• Problem description: Copy the following lines verbatim, omitting the pictures from your answer.

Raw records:
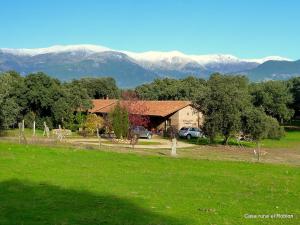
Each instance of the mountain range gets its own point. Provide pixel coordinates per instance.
(131, 69)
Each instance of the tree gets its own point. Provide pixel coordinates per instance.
(136, 109)
(274, 98)
(9, 109)
(223, 104)
(119, 121)
(294, 86)
(259, 126)
(93, 122)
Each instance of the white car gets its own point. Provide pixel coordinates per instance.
(190, 132)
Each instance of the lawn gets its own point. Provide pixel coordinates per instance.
(46, 185)
(291, 139)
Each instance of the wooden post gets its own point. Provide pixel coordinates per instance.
(23, 125)
(99, 137)
(20, 132)
(174, 143)
(33, 134)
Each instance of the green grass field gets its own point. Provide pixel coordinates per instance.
(290, 140)
(44, 185)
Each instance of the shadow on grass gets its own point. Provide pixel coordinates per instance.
(26, 203)
(218, 141)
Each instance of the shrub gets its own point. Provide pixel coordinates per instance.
(119, 121)
(93, 122)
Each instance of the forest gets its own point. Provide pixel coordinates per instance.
(230, 103)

• Task solution:
Each instance of the mountain range gets its own point. Provide pixel coordinates per instance.
(131, 69)
Each instance of the tree gets its own point. Provide pixel coordinates per instance.
(136, 109)
(274, 98)
(9, 109)
(223, 104)
(119, 121)
(294, 86)
(259, 126)
(93, 122)
Each instance of the white car gets its own point. Provide pixel coordinates per instance.
(190, 132)
Each instance of the lawn gets its own point. Provide pixel coordinates per instance.
(46, 185)
(291, 139)
Each instance of the wooden post gets its own point. Provide pixel coordinates per instance.
(23, 125)
(99, 137)
(20, 132)
(174, 143)
(33, 134)
Each instance of the green grass field gets its own point. Provide pixel coordinates per instance.
(290, 140)
(44, 185)
Each instance of the shadow on grass gets its own point. Provide pixel coordinates per instance.
(26, 203)
(218, 141)
Each instance of the shrub gets its own point. Provide pixel coordinates per instance.
(119, 121)
(93, 122)
Each instance of the forest gets its own point. Provide pixel coordinates per instance.
(230, 103)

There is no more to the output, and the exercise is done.